Given problem =
Reproduce all of the material with every "instance" replaced by "occurrence" and everything else unchanged, leaving out the pictures.

── Provided data

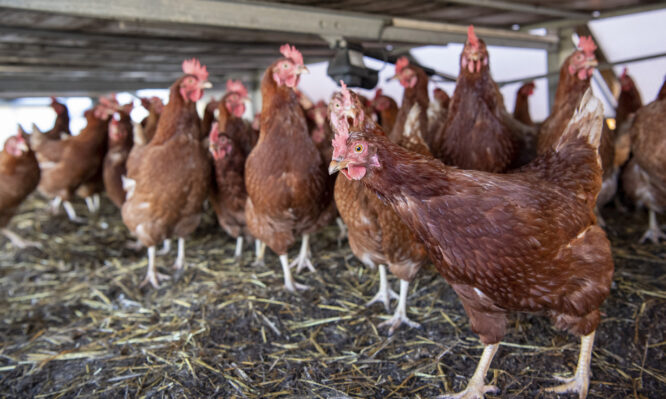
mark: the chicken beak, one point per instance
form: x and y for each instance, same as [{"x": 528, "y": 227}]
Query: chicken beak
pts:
[
  {"x": 591, "y": 63},
  {"x": 335, "y": 166}
]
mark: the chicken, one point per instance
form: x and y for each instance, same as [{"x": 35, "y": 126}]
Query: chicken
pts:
[
  {"x": 209, "y": 116},
  {"x": 19, "y": 176},
  {"x": 154, "y": 106},
  {"x": 230, "y": 112},
  {"x": 61, "y": 125},
  {"x": 168, "y": 178},
  {"x": 476, "y": 134},
  {"x": 228, "y": 144},
  {"x": 628, "y": 103},
  {"x": 524, "y": 241},
  {"x": 376, "y": 234},
  {"x": 285, "y": 176},
  {"x": 415, "y": 82},
  {"x": 120, "y": 143},
  {"x": 90, "y": 190},
  {"x": 575, "y": 75},
  {"x": 438, "y": 112},
  {"x": 521, "y": 110},
  {"x": 644, "y": 177},
  {"x": 386, "y": 109},
  {"x": 67, "y": 164}
]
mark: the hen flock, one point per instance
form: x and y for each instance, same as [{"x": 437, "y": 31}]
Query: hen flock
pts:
[{"x": 506, "y": 209}]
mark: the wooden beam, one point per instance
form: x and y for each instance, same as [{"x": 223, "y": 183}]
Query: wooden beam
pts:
[
  {"x": 569, "y": 22},
  {"x": 273, "y": 17},
  {"x": 520, "y": 7}
]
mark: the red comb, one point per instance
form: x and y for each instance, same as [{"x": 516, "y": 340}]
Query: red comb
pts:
[
  {"x": 587, "y": 45},
  {"x": 401, "y": 64},
  {"x": 214, "y": 132},
  {"x": 471, "y": 36},
  {"x": 236, "y": 86},
  {"x": 339, "y": 144},
  {"x": 193, "y": 67},
  {"x": 290, "y": 52}
]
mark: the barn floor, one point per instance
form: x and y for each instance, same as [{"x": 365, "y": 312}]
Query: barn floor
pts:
[{"x": 75, "y": 324}]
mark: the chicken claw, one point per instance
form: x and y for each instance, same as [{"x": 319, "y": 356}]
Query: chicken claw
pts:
[
  {"x": 303, "y": 259},
  {"x": 343, "y": 230},
  {"x": 653, "y": 232},
  {"x": 260, "y": 251},
  {"x": 580, "y": 382},
  {"x": 289, "y": 283},
  {"x": 17, "y": 241},
  {"x": 400, "y": 315},
  {"x": 180, "y": 258},
  {"x": 385, "y": 293},
  {"x": 153, "y": 277},
  {"x": 476, "y": 387}
]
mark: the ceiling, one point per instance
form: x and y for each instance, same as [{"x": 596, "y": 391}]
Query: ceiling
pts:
[{"x": 67, "y": 47}]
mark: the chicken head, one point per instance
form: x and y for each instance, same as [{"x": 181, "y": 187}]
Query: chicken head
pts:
[
  {"x": 287, "y": 70},
  {"x": 583, "y": 61},
  {"x": 475, "y": 55},
  {"x": 194, "y": 81}
]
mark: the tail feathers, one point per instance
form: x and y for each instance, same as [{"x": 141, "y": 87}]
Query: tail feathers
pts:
[
  {"x": 586, "y": 122},
  {"x": 36, "y": 137}
]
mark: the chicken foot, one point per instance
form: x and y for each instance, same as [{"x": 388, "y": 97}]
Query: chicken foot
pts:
[
  {"x": 153, "y": 277},
  {"x": 289, "y": 282},
  {"x": 343, "y": 230},
  {"x": 166, "y": 247},
  {"x": 653, "y": 232},
  {"x": 259, "y": 251},
  {"x": 17, "y": 241},
  {"x": 476, "y": 387},
  {"x": 238, "y": 252},
  {"x": 385, "y": 293},
  {"x": 400, "y": 315},
  {"x": 303, "y": 259},
  {"x": 180, "y": 258},
  {"x": 580, "y": 382},
  {"x": 71, "y": 213}
]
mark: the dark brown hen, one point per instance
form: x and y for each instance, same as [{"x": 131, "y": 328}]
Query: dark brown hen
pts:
[
  {"x": 19, "y": 176},
  {"x": 525, "y": 241},
  {"x": 168, "y": 178},
  {"x": 377, "y": 236},
  {"x": 285, "y": 176}
]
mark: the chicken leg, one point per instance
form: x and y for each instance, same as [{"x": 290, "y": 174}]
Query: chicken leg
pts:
[
  {"x": 238, "y": 252},
  {"x": 153, "y": 277},
  {"x": 303, "y": 259},
  {"x": 17, "y": 241},
  {"x": 289, "y": 282},
  {"x": 180, "y": 258},
  {"x": 385, "y": 293},
  {"x": 400, "y": 315},
  {"x": 653, "y": 232},
  {"x": 166, "y": 247},
  {"x": 580, "y": 382},
  {"x": 476, "y": 387},
  {"x": 260, "y": 251},
  {"x": 343, "y": 230},
  {"x": 71, "y": 213}
]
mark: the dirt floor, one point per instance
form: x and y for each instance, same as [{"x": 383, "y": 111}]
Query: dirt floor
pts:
[{"x": 75, "y": 324}]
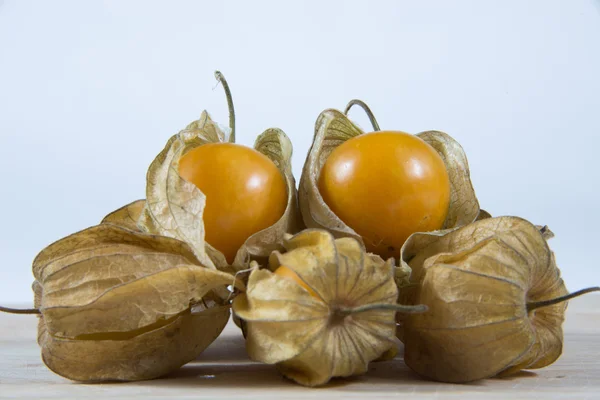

────

Solution to the exercise =
mark: the chicken beak, one point per occurrence
form: x and y for each occurrence, same as [{"x": 528, "y": 227}]
Query: chicken beak
pts:
[
  {"x": 591, "y": 63},
  {"x": 335, "y": 166}
]
mark: the chicken, one point per occurrence
form: x and y for each occurrence, same as [{"x": 35, "y": 126}]
Query: chicken
pts:
[
  {"x": 209, "y": 116},
  {"x": 19, "y": 176},
  {"x": 154, "y": 106},
  {"x": 230, "y": 112},
  {"x": 61, "y": 125},
  {"x": 168, "y": 178},
  {"x": 476, "y": 134},
  {"x": 228, "y": 144},
  {"x": 628, "y": 103},
  {"x": 524, "y": 241},
  {"x": 376, "y": 234},
  {"x": 285, "y": 176},
  {"x": 415, "y": 82},
  {"x": 120, "y": 143},
  {"x": 90, "y": 190},
  {"x": 575, "y": 75},
  {"x": 438, "y": 112},
  {"x": 521, "y": 110},
  {"x": 644, "y": 177},
  {"x": 386, "y": 109},
  {"x": 67, "y": 164}
]
mark: the hen flock, one point per occurrence
form: x and y for each occurrence, same as [{"x": 437, "y": 31}]
Query: hen flock
pts:
[{"x": 506, "y": 209}]
mark: the wooden beam, one point per occurrence
form: x and y for each occurrence, same as [{"x": 223, "y": 183}]
Query: wooden beam
pts:
[
  {"x": 569, "y": 22},
  {"x": 273, "y": 17},
  {"x": 520, "y": 7}
]
mark: the red comb, one point per occurrence
form: x and y for each occurrence, same as [{"x": 516, "y": 340}]
Query: red comb
pts:
[
  {"x": 587, "y": 45},
  {"x": 401, "y": 64},
  {"x": 214, "y": 132},
  {"x": 471, "y": 36},
  {"x": 236, "y": 86},
  {"x": 339, "y": 144},
  {"x": 193, "y": 67},
  {"x": 290, "y": 52}
]
mark: the barn floor, one point per occurrence
form: x and y for each occurrence, same as [{"x": 365, "y": 312}]
Query: barn floor
pts:
[{"x": 75, "y": 324}]
mark: the chicken claw, one point per occurrence
form: x and y for each occurrence, same as [{"x": 319, "y": 356}]
Query: chicken claw
pts:
[
  {"x": 303, "y": 259},
  {"x": 343, "y": 230},
  {"x": 653, "y": 232},
  {"x": 260, "y": 251},
  {"x": 580, "y": 382},
  {"x": 289, "y": 283},
  {"x": 17, "y": 241},
  {"x": 400, "y": 315},
  {"x": 180, "y": 258},
  {"x": 385, "y": 293},
  {"x": 153, "y": 277},
  {"x": 476, "y": 387}
]
mark: the ceiling, one point per occurrence
form: x and y for each occurrence, same as [{"x": 596, "y": 391}]
Query: ceiling
pts:
[{"x": 67, "y": 47}]
mark: the chicken head, one point per occurrence
form: x and y for each occurrence, same as [{"x": 181, "y": 187}]
Query: chicken head
pts:
[
  {"x": 287, "y": 70},
  {"x": 583, "y": 61},
  {"x": 475, "y": 55},
  {"x": 194, "y": 81}
]
mark: the tail feathers, one point per occurrence
form: x and y for each occurrence, same as [{"x": 141, "y": 87}]
Query: tail feathers
pts:
[
  {"x": 586, "y": 122},
  {"x": 36, "y": 137}
]
mark: the chicken foot, one point per occurrence
form: x and y for each occurrence, same as [{"x": 388, "y": 97}]
Query: chicken foot
pts:
[
  {"x": 153, "y": 277},
  {"x": 289, "y": 282},
  {"x": 343, "y": 230},
  {"x": 166, "y": 247},
  {"x": 653, "y": 232},
  {"x": 259, "y": 251},
  {"x": 17, "y": 241},
  {"x": 476, "y": 387},
  {"x": 238, "y": 252},
  {"x": 385, "y": 293},
  {"x": 400, "y": 315},
  {"x": 303, "y": 259},
  {"x": 180, "y": 258},
  {"x": 580, "y": 382},
  {"x": 71, "y": 213}
]
mark: the dark brown hen, one point per occurrence
form: x and y for each occurrence, same as [{"x": 131, "y": 328}]
Query: dark brown hen
pts:
[
  {"x": 19, "y": 176},
  {"x": 525, "y": 241},
  {"x": 168, "y": 178},
  {"x": 377, "y": 236},
  {"x": 285, "y": 176}
]
mark: the chicken leg, one point per occurrence
form: x and y for each occurrence, same as [{"x": 290, "y": 174}]
Query: chicken leg
pts:
[
  {"x": 238, "y": 252},
  {"x": 153, "y": 277},
  {"x": 303, "y": 259},
  {"x": 17, "y": 241},
  {"x": 289, "y": 282},
  {"x": 180, "y": 258},
  {"x": 385, "y": 293},
  {"x": 400, "y": 315},
  {"x": 653, "y": 232},
  {"x": 166, "y": 247},
  {"x": 580, "y": 382},
  {"x": 476, "y": 387},
  {"x": 260, "y": 251},
  {"x": 343, "y": 230},
  {"x": 71, "y": 213}
]
mark: the dirt floor, one point per occurrence
form: x and y for each occurrence, same as [{"x": 383, "y": 111}]
Query: dirt floor
pts:
[{"x": 75, "y": 324}]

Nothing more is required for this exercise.